Stated problem A: In the Muse album review, explain why the reviewer considers the title track the first real sign that the band has been listening to a lot of Queen.

+++ Extract +++

More about: Muse
In an epic setting at the top of one of London's tallest building, Gigwise was given a very special listen to Muse's new album 'The Resistance' on Tuesday (September 1).
Check out our first impressions of the band's follow-up to 2006's 'Black Holes And Revelations' in our track by track guide below.
If ever a statement of intent was needed for 'The Resistance', then it arrives almost immediately in the chorus for opener 'Uprising'. “They will not force us, they will stop degrading us,” sings frontman Matt Bellamy over an emphatic, crunching combination of bass and drums, before adding ominously: “They will not control us, we will be victorious.” It's an intimidating start the album: one that sees the mighty of Muse come up against a haunting, Dr Who-echoing synth and a guitar riff that sounds a little like Blondie's 'Call Me'.
After a ghostly instrumental opening, the album's title track provides the first real sign that Muse have been listening to a lot of Queen. Here, it sounds as though the late Freddie Mercury is duetting with Bellamy as Muse's frontman repeatedly chants the songs chorus of, “It could be wrong. It could be wrong.” It's an ambitious slice of stadium rock that gallops towards a dramatic climax, before finally breaking down again at the song's conclusion.
A sinister sounding love song where, aside from the retro 80s musicianship, all of the emphasis is placed firmly on Bellamy's lyrics. He sounds, at times, like he's trying to court a demon. “You maybe a sinner, but your innocence is mine,” sings the frontman at the beginning, before adding later: “I want to reconcile the violence in your heart.”

+++

Stated problem B: Reproduce the entries that follow, switching "dirt path" to "gravel road" and leaving everything else unchanged. Omit the pictures from your answer.

+++ Exercise input +++

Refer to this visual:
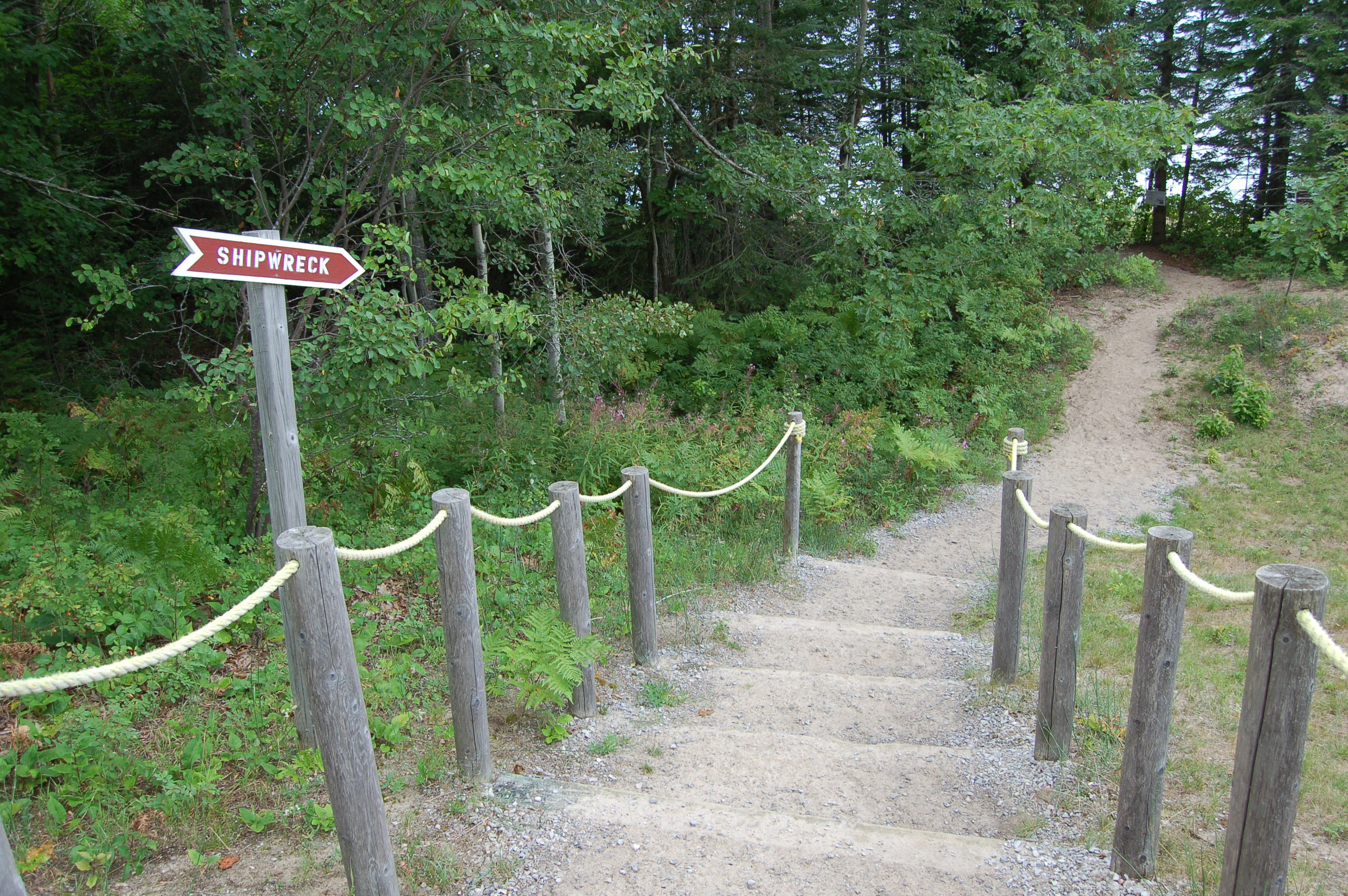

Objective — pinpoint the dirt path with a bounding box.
[124,260,1237,896]
[496,268,1231,896]
[876,265,1241,575]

+++

Solution A: In the title track, it sounds as though the late Freddie Mercury is duetting with Bellamy as Bellamy repeatedly chants the chorus, "It could be wrong. It could be wrong." That resemblance is the reviewer's first real sign of Queen's influence on the album.

Solution B:
Refer to this visual:

Objective — pinpoint the gravel road with a bounding box.
[124,260,1237,896]
[496,268,1231,896]
[876,265,1241,575]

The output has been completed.